→ **GIVEN PROBLEM**
Render the lines below as a Markdown table with the columns "Number" and "Line text," with one row per line and the blank lines skipped. Omit the pictures from your table.
Start DATA SUPPLIED
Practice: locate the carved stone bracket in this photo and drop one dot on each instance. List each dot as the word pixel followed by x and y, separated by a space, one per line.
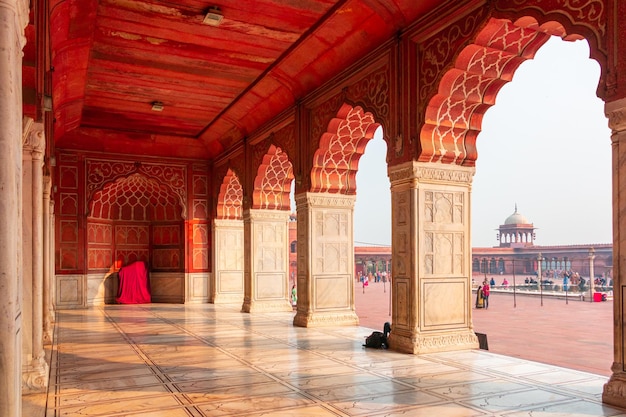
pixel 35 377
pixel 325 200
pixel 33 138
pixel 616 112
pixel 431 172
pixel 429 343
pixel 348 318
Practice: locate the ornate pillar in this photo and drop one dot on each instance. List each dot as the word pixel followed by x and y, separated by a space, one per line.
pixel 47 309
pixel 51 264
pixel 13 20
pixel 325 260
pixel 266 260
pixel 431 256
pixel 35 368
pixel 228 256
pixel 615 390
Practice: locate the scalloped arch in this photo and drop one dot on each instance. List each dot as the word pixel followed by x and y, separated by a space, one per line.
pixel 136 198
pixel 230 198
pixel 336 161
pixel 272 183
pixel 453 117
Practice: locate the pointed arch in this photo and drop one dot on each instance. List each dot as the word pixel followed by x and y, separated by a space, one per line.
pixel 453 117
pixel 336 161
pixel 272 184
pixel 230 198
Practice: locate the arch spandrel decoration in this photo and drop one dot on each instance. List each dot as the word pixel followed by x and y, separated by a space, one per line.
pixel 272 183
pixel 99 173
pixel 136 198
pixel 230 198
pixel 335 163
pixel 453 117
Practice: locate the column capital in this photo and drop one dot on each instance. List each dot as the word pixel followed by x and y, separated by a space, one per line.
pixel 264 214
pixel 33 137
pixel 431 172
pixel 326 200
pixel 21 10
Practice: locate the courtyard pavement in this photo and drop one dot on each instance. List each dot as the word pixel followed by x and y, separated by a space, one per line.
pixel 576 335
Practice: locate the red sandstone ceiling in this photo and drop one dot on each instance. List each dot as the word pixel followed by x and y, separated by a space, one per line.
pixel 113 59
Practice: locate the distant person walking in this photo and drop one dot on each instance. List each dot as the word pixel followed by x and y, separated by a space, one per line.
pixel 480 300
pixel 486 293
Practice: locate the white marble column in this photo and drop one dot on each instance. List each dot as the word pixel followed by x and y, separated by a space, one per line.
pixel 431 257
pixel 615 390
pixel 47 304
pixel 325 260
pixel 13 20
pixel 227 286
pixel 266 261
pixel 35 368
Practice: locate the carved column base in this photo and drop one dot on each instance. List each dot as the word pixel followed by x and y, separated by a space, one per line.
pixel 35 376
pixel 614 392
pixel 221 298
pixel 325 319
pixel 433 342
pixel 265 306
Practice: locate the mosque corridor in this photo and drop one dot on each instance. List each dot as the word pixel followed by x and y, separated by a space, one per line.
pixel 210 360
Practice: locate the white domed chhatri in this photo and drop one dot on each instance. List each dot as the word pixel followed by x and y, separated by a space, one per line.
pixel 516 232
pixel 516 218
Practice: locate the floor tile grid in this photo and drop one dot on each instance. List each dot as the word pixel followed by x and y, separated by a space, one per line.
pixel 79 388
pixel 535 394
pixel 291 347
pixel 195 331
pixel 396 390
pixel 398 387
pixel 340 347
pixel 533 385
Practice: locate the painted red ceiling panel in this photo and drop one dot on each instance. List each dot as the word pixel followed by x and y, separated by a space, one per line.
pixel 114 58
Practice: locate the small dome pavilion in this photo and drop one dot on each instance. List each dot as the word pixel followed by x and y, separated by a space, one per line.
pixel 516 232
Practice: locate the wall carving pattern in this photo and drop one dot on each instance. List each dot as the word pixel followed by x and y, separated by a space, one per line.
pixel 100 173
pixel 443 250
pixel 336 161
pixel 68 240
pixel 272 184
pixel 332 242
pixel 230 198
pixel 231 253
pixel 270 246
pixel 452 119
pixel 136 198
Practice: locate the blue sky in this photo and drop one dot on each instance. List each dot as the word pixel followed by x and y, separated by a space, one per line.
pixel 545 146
End DATA SUPPLIED
→ **EXERCISE OUTPUT**
| Number | Line text |
|---|---|
| 1 | Practice: locate the carved stone bracket in this photo and drop one dot on each instance. List each dot as the word pixel followed by x and y, separated by a space, one per line. |
| 2 | pixel 35 377 |
| 3 | pixel 325 200 |
| 4 | pixel 33 138 |
| 5 | pixel 616 112 |
| 6 | pixel 431 172 |
| 7 | pixel 429 343 |
| 8 | pixel 348 318 |
| 9 | Practice: locate the ornate pillar in this photo and drop one dot on each instance. List each dot as the word pixel followed by x and y, separated by a space, one per line. |
| 10 | pixel 47 309 |
| 11 | pixel 51 264 |
| 12 | pixel 13 20 |
| 13 | pixel 325 260 |
| 14 | pixel 266 260 |
| 15 | pixel 431 256 |
| 16 | pixel 35 368 |
| 17 | pixel 228 256 |
| 18 | pixel 615 390 |
| 19 | Practice: locate the scalloped arch in this photo and drop one dot on each instance. List each dot as the word pixel followed by x and y, separated by a space, one per line. |
| 20 | pixel 136 198 |
| 21 | pixel 230 198 |
| 22 | pixel 336 161 |
| 23 | pixel 272 183 |
| 24 | pixel 453 117 |
| 25 | Practice: locate the pointed arch in this photo and drop one dot on each instance. List each dot as the word pixel followed by x and y, separated by a space, one per line. |
| 26 | pixel 453 117 |
| 27 | pixel 336 161 |
| 28 | pixel 272 184 |
| 29 | pixel 230 198 |
| 30 | Practice: locate the arch spandrel decoration in this photo and drop one dot on each instance. List each dot as the word pixel followed by x and y, separated by a space, one per line. |
| 31 | pixel 272 183 |
| 32 | pixel 99 173 |
| 33 | pixel 136 198 |
| 34 | pixel 230 198 |
| 35 | pixel 335 163 |
| 36 | pixel 453 117 |
| 37 | Practice: locate the column capital in this photo and drop one dot on each instance. List each dot as the word pixel followed by x and y, separated by a space, one per line. |
| 38 | pixel 264 214 |
| 39 | pixel 33 137 |
| 40 | pixel 431 172 |
| 41 | pixel 326 200 |
| 42 | pixel 21 10 |
| 43 | Practice: locate the courtyard pavement in this photo and drop one dot on each instance. List each dot as the word pixel followed by x and y, separated by a space, one per line. |
| 44 | pixel 576 335 |
| 45 | Practice: locate the red sandstone ceiling in this photo and drop one dot on each instance. List each dot as the word pixel followed by x and y, separated by a space, one per line. |
| 46 | pixel 113 59 |
| 47 | Practice: locate the distant person walking in this photo and drop one dot on each instance. List each dot as the word pixel followed by x and y, separated by a space, one per line. |
| 48 | pixel 480 300 |
| 49 | pixel 486 293 |
| 50 | Practice: locate the white marble column in this photo and drop one dot on each instance. List each dot as the word pixel followed by x and y, separated by a space, one per line. |
| 51 | pixel 431 257 |
| 52 | pixel 615 390 |
| 53 | pixel 47 304 |
| 54 | pixel 325 260 |
| 55 | pixel 13 20 |
| 56 | pixel 227 286 |
| 57 | pixel 266 261 |
| 58 | pixel 35 368 |
| 59 | Practice: locate the carved column base in this photo and drop one dot on each instance. List each dot as the word pixel followed by x and y, separated by a space, one per line. |
| 60 | pixel 35 376 |
| 61 | pixel 614 392 |
| 62 | pixel 221 298 |
| 63 | pixel 325 319 |
| 64 | pixel 433 342 |
| 65 | pixel 265 306 |
| 66 | Practice: locate the mosque corridor in this photo and drop one dot on each instance. List each dot as the word pixel followed by x and y, separated by a space, one per line. |
| 67 | pixel 210 360 |
| 68 | Practice: locate the white domed chhatri in this photo and drop one dot on each instance. List each dot as the word pixel followed by x and y, separated by a space, one per line. |
| 69 | pixel 516 232 |
| 70 | pixel 516 218 |
| 71 | Practice: locate the floor tile grid in this photo and drop one dot on each instance. List each dot as the word pixel followed by x and y, separated by a space, one per line. |
| 72 | pixel 79 388 |
| 73 | pixel 535 394 |
| 74 | pixel 291 347 |
| 75 | pixel 195 331 |
| 76 | pixel 396 390 |
| 77 | pixel 398 387 |
| 78 | pixel 340 347 |
| 79 | pixel 533 385 |
| 80 | Practice: locate the painted red ceiling panel in this photo and drop one dot on each instance. List each dot as the word pixel followed by x and y, separated by a space, one per line. |
| 81 | pixel 114 58 |
| 82 | Practice: locate the small dome pavilion in this photo and drop one dot on each instance. List each dot as the word pixel followed by x and y, separated by a space, one per line. |
| 83 | pixel 516 232 |
| 84 | Practice: locate the wall carving pattern in this photo and drop one dot on each instance. List each dot as the word pixel followed by x and y, separated by a space, one per line. |
| 85 | pixel 100 173 |
| 86 | pixel 443 250 |
| 87 | pixel 336 161 |
| 88 | pixel 68 240 |
| 89 | pixel 272 184 |
| 90 | pixel 332 242 |
| 91 | pixel 230 198 |
| 92 | pixel 231 253 |
| 93 | pixel 270 246 |
| 94 | pixel 452 119 |
| 95 | pixel 136 198 |
| 96 | Practice: locate the blue sky in this photo and drop one dot on each instance. List each dot as the word pixel followed by x and y, separated by a space, one per line. |
| 97 | pixel 545 146 |